(Dataset excerpt)

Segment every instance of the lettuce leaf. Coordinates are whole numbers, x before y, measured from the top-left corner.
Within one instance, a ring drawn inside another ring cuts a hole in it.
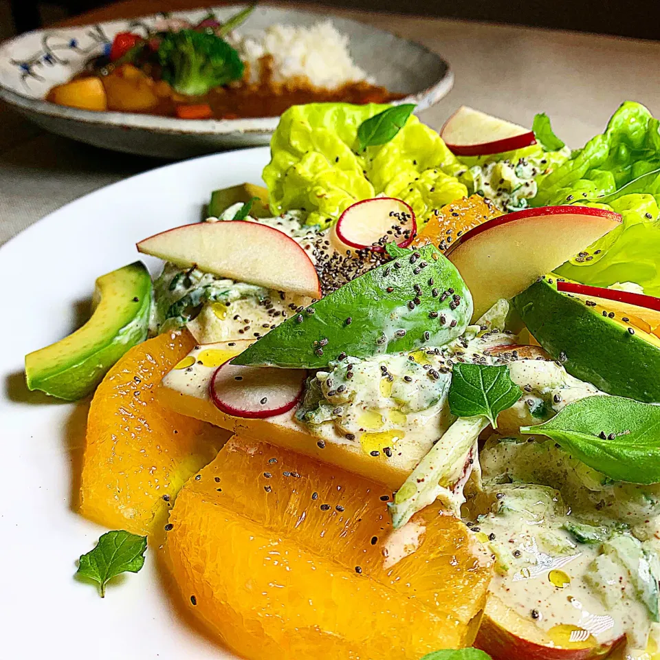
[[[585,252],[591,258],[575,257],[557,270],[562,277],[596,287],[635,282],[648,296],[660,297],[660,195],[634,193],[608,206],[621,213],[623,222]]]
[[[586,204],[611,209],[623,221],[558,269],[564,277],[593,286],[634,282],[660,296],[660,122],[626,101],[604,133],[549,175],[533,206]]]
[[[327,227],[351,204],[384,194],[408,204],[424,224],[434,209],[468,195],[465,168],[440,136],[410,116],[389,142],[358,153],[358,129],[389,107],[311,103],[283,114],[263,170],[271,210],[302,209],[307,223]]]
[[[544,178],[532,206],[593,200],[660,166],[660,125],[644,106],[626,101],[605,132]]]

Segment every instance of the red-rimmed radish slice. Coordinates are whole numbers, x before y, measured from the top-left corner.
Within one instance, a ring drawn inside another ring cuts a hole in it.
[[[472,294],[473,318],[509,300],[621,223],[613,211],[543,206],[487,220],[445,252]]]
[[[305,369],[239,366],[228,360],[213,374],[209,393],[216,406],[228,415],[272,417],[295,407],[307,377]]]
[[[283,232],[258,222],[197,222],[168,230],[138,243],[145,254],[238,282],[309,298],[321,297],[316,269],[307,253]]]
[[[392,241],[399,248],[407,248],[417,230],[415,212],[405,201],[395,197],[374,197],[351,204],[333,232],[344,250],[368,248],[384,252],[384,245]]]
[[[534,133],[517,124],[461,106],[440,129],[448,148],[459,156],[485,156],[536,143]]]

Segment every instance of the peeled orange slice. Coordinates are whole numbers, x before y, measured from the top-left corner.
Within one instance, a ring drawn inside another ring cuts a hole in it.
[[[447,250],[465,232],[502,213],[478,195],[446,204],[437,215],[432,215],[424,228],[412,240],[411,247],[432,244],[438,250]]]
[[[184,483],[229,433],[162,406],[153,390],[195,346],[165,333],[131,349],[96,389],[87,418],[80,512],[111,529],[164,526]]]
[[[166,564],[186,608],[248,660],[419,660],[470,646],[490,556],[436,507],[393,534],[390,496],[234,436],[179,493]]]

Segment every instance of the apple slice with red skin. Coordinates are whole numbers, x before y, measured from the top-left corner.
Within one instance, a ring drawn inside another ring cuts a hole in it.
[[[209,394],[227,415],[263,419],[294,408],[302,396],[307,377],[305,369],[239,366],[228,360],[213,374]]]
[[[473,318],[509,300],[621,223],[588,206],[527,208],[487,220],[445,252],[472,294]]]
[[[553,646],[544,630],[491,594],[474,646],[490,654],[493,660],[592,660],[602,658],[624,639],[594,646]]]
[[[397,227],[406,232],[400,241],[395,235]],[[399,248],[407,248],[417,230],[415,212],[406,202],[396,197],[374,197],[351,204],[341,214],[333,232],[336,248],[338,244],[344,251],[368,248],[384,252],[384,243],[394,241]]]
[[[602,311],[613,313],[619,318],[628,318],[630,324],[644,332],[654,335],[660,332],[660,298],[561,279],[557,280],[557,290],[579,298]]]
[[[457,156],[490,155],[536,144],[529,129],[465,105],[447,120],[440,137]]]
[[[307,252],[283,232],[257,222],[229,220],[177,227],[140,241],[138,250],[239,282],[309,298],[321,297]]]

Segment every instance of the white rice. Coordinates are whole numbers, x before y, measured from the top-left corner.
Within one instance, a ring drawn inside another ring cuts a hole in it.
[[[251,82],[258,82],[259,58],[273,58],[273,80],[307,78],[313,85],[333,89],[346,82],[373,82],[355,65],[349,52],[349,38],[331,21],[311,28],[274,25],[258,36],[241,36],[234,32],[229,40],[249,65]]]

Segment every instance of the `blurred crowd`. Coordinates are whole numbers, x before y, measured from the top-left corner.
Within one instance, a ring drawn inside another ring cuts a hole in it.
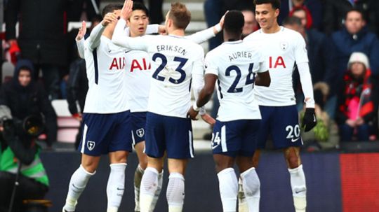
[[[145,1],[150,7],[150,22],[161,23],[163,0]],[[241,10],[246,36],[259,29],[253,2],[205,0],[206,23],[213,26],[227,10]],[[4,17],[6,26],[0,52],[3,61],[15,65],[13,79],[2,82],[0,103],[8,105],[13,115],[21,119],[27,112],[43,114],[51,123],[46,133],[49,146],[56,140],[57,130],[51,101],[67,99],[70,113],[79,118],[88,90],[85,63],[79,59],[75,43],[78,29],[67,31],[68,23],[91,22],[88,36],[102,20],[100,3],[0,1],[0,21]],[[319,122],[313,130],[303,134],[307,148],[333,148],[340,141],[377,140],[378,10],[376,0],[281,1],[279,23],[298,31],[305,40],[314,84]],[[210,41],[209,50],[222,43],[221,36],[219,34]],[[28,83],[22,82],[25,76],[21,73],[27,75]],[[297,70],[293,89],[301,117],[304,99]],[[213,106],[213,113],[216,114],[215,99]]]

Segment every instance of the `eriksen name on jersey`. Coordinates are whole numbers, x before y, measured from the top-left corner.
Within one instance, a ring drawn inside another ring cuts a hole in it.
[[[161,52],[161,51],[175,52],[178,52],[182,55],[183,56],[185,56],[187,54],[187,51],[185,49],[178,45],[157,45],[157,50],[158,52]]]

Work to complete
Count the lines of the records that contain the string "rimmed", with case counting, and give only that number.

Complete answer
1